— start ARTICLE —
Each week the Tiller team answers a new question about our individual approaches to money, budgeting, and finances.
This week the question was “What book or piece of writing had a major influence on your financial mindset?”
Heather – Probably the nerdiest response from the team, but a book that really impacted my perceptions around money and spending was “Harry Potter.”
“The Sorcerer’s Stone” came out when I was in 6th or 7th grade. We lived in this really junky house in Middle Tennesee at that time, right next to section 8 housing. Our house was so poorly insulated we had to cover the windows with plastic in the winter to keep our heating costs down. I think back to how embarrassed I was about that.
When I tore through the first Harry Potter book and saw how he too came from poverty, (basically, because the Dursleys never gave him money, he lived in the dirty cupboard under the stairs, and wore his cousin’s too big second-hand clothes) I stopped feeling embarrassed about my situation.
When Hagrid came and saved him, and took him to the Gringotts bank, where it turns out he was actually a bazillionaire in the wizarding world because his parents left him all that gold, I started to think about life a little differently in the context of what’s really a “fortune.”
The biggest thing Harry Potter taught me about money was to be generous, and stay humble
The biggest thing Harry Potter taught me about money was to be generous, and stay humble. He was always giving out money when friends needed it, and he never flaunted the fact that he was actually extremely wealthy.
Edward – “Walden” most influenced my financial mindset.
While it’s typically filed as “nature writing,” the book is really all about economy. It questions how the individual can remain free and self-reliant, even while making a necessary “living” from the various economies of forest, farm, town, state, and nation.
Truthfully, I didn’t understand “Walden” when I first read it in high school. It seemed old-fashioned, judgmental, even prudish. But in college, I was shocked to discover “Walden” was funny, brilliantly written, compassionate, and incredibly relevant to modern life.
— end ARTICLE —
— start MATERIAL —
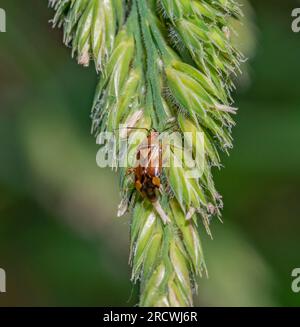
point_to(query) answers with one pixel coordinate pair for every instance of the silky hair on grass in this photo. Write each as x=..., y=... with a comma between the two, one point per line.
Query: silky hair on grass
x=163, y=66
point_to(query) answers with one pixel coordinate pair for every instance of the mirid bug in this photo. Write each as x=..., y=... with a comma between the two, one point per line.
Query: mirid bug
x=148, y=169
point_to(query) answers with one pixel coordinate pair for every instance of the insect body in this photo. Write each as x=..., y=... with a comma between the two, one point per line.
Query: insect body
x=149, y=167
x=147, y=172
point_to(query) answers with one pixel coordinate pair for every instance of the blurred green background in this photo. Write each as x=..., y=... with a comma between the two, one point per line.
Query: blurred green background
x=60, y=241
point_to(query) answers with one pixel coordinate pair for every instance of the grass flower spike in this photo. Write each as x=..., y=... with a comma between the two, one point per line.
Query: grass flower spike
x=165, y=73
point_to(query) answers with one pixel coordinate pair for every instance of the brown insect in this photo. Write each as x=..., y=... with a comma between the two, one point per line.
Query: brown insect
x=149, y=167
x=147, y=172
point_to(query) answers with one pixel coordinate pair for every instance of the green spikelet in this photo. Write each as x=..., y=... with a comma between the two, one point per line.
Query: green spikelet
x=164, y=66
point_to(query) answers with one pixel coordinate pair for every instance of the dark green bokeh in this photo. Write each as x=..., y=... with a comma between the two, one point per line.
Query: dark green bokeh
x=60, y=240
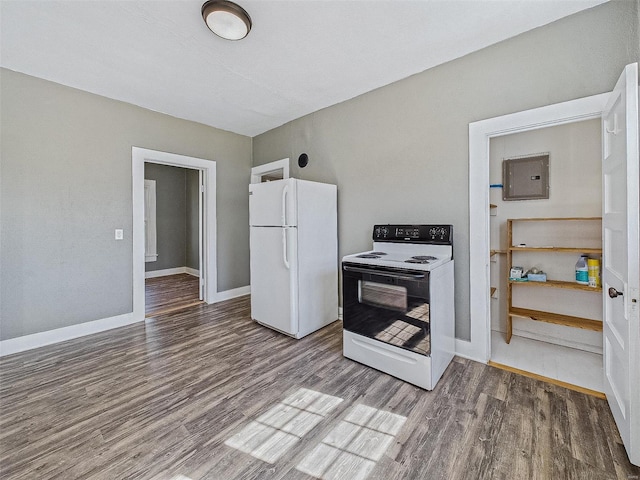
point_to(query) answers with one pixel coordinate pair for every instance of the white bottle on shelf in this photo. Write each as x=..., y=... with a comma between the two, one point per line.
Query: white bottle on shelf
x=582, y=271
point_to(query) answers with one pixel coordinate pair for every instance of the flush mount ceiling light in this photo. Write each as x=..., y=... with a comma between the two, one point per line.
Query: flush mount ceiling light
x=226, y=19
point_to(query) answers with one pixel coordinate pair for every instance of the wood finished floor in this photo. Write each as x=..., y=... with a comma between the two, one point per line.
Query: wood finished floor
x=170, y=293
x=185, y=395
— end MATERIAL —
— start MATERIAL —
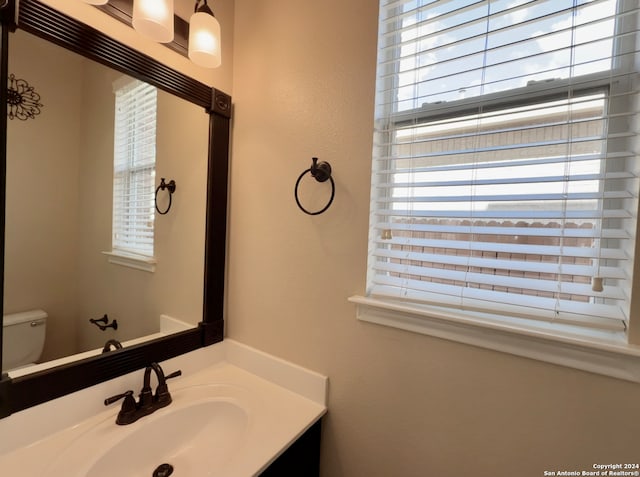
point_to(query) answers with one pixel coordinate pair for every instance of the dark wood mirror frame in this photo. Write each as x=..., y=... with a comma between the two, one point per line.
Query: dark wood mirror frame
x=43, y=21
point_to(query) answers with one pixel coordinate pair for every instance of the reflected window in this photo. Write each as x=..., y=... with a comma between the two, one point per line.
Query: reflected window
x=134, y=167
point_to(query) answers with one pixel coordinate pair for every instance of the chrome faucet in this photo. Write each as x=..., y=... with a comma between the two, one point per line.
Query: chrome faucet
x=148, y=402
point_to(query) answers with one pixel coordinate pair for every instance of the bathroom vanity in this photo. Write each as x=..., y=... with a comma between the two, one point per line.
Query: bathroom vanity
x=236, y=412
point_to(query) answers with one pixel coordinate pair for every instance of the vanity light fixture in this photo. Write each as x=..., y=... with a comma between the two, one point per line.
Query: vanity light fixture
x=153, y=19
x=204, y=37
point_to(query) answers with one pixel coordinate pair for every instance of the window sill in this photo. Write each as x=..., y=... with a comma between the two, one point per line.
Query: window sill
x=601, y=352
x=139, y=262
— end MATERIAL —
OBJECTIVE =
Rewrite the passage of the article on books that shaped the team's financial mindset starting at "While it’s typically" and ending at "to modern life.", replacing "high school" with "middle school".

TASK RESULT =
While it’s typically filed as “nature writing,” the book is really all about economy. It questions how the individual can remain free and self-reliant, even while making a necessary “living” from the various economies of forest, farm, town, state, and nation.
Truthfully, I didn’t understand “Walden” when I first read it in middle school. It seemed old-fashioned, judgmental, even prudish. But in college, I was shocked to discover “Walden” was funny, brilliantly written, compassionate, and incredibly relevant to modern life.